%%
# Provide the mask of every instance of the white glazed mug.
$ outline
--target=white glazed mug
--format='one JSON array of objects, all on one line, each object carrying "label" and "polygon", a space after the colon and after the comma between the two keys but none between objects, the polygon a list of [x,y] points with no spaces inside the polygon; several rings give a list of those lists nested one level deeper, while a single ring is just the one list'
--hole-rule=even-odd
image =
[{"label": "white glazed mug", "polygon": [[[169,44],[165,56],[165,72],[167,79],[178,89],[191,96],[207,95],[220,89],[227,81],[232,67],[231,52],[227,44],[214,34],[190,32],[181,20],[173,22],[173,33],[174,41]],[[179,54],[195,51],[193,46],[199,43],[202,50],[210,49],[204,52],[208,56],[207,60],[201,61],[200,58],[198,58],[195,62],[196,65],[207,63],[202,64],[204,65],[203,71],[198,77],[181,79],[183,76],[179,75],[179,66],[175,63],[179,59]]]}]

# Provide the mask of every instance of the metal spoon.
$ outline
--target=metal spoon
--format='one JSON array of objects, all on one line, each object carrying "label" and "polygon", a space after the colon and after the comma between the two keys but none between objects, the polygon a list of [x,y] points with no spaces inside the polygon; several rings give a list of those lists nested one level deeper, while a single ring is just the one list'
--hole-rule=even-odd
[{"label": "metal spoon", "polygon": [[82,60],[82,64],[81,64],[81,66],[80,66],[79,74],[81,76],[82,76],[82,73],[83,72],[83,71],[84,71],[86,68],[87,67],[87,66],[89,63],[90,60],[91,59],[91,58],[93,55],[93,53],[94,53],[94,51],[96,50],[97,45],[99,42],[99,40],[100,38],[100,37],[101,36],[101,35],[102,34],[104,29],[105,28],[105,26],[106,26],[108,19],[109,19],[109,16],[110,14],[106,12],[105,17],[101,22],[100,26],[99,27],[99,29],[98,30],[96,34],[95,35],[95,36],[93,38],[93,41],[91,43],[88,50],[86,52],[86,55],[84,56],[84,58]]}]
%%
## [Problem statement]
Write out once more the lines above beginning at the line with "# Provide the mask of every instance of the metal"; continue through the final line and stop there.

## [Exercise output]
# Provide the mask of every instance of the metal spoon.
$ outline
--target=metal spoon
--format='one JSON array of objects, all on one line, each object carrying "label" and "polygon", a space after the colon and after the comma between the two keys but none between objects, the polygon a list of [x,y] points with no spaces inside the polygon; several rings give a list of those lists nested one level deeper, while a single ring is just the one list'
--hole-rule=even-odd
[{"label": "metal spoon", "polygon": [[82,60],[82,64],[81,64],[81,66],[80,66],[79,74],[81,76],[82,76],[82,73],[83,72],[83,71],[84,71],[86,68],[87,67],[87,66],[89,63],[90,60],[91,59],[91,58],[93,55],[93,53],[94,53],[94,51],[96,50],[97,45],[99,42],[99,40],[100,38],[100,37],[101,36],[101,35],[102,34],[104,29],[105,28],[105,26],[106,26],[108,19],[109,19],[109,16],[110,14],[106,12],[105,17],[101,22],[100,26],[99,27],[99,29],[98,30],[96,34],[95,35],[95,36],[93,38],[93,41],[91,43],[88,50],[86,52],[86,55],[84,56],[84,58]]}]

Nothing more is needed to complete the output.